### Exercise requirements
Look through the listing below, and wherever a line has the string "inside", copy it.

### Study material
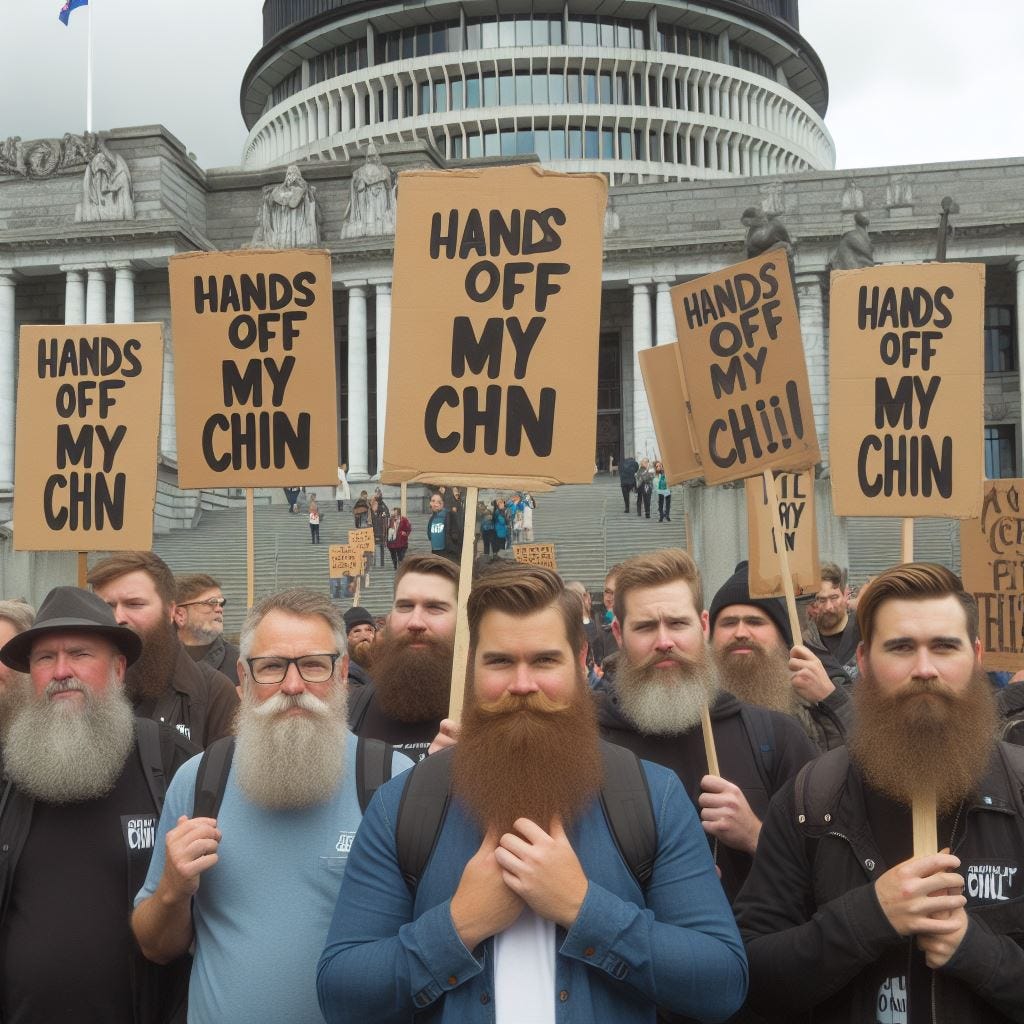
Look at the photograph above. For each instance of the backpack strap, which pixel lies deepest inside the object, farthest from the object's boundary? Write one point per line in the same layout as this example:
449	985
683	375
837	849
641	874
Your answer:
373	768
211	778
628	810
...
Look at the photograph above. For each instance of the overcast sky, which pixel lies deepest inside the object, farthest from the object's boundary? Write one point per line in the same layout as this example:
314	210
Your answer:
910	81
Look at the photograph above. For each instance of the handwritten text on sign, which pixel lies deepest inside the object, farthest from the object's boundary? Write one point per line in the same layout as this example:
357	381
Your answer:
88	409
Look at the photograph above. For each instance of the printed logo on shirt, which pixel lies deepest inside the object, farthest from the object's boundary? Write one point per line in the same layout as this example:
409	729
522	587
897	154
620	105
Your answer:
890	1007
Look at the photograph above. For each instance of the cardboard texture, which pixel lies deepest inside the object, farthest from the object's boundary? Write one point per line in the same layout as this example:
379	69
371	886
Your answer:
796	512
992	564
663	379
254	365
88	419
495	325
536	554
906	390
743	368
--
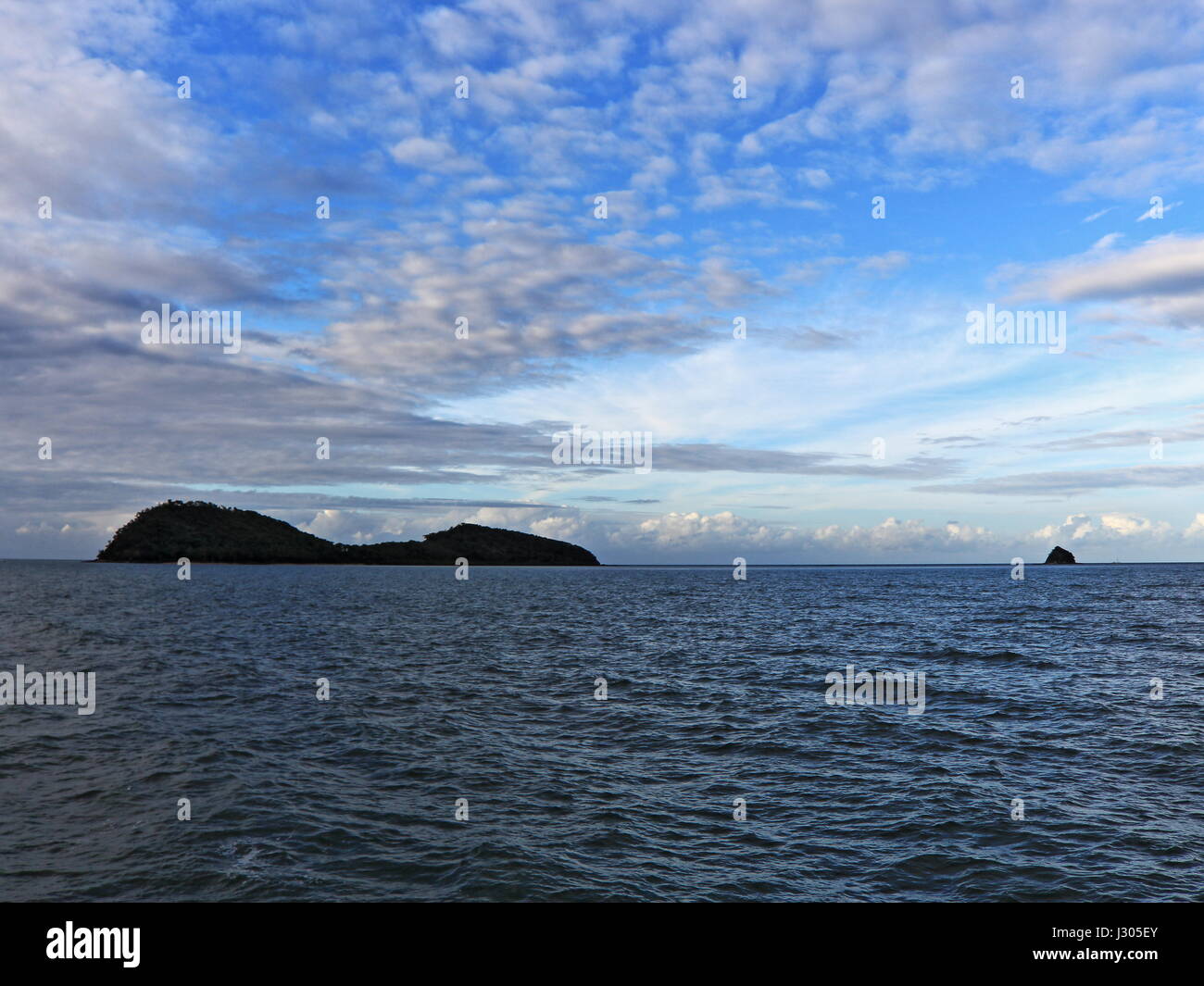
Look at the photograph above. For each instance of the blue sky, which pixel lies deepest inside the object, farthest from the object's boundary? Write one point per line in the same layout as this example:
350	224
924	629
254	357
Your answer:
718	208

### Output below
Look at the photograph above. For each instance of the backpack strap, which pixel lies deepest inside the object, farthest from the object's boundary? Write one point per line in the same layout as this example:
Look at the photograph above. For each instance of the overcast sky, which pixel lies deepest inside the object, farthest from the object's boundary? Write one point per line in the same layout as this example:
Look at the photograph above. For each instance of the handwritten text on sign, which pixel lies deepest inside the object, farthest from the object's boundary? Write one point per line in the same layout as this example:
Look at the photograph above. For each instance of the printed logo on shirt, which pixel lies deepest inside the object, farthest from the object's boundary? Write one point per line in the same layout as this example:
Look at the photograph above. For each instance of the cardboard texture, which pixel lies deepest inside the object, farthest from the object's boundary? Write one point per line in the same layout as this example:
Look at the photograph above. For each instance of the blue sky, which pixel lies deepest inside the object, farthest from the object's boundary? Write one point per line in the same layout as this example:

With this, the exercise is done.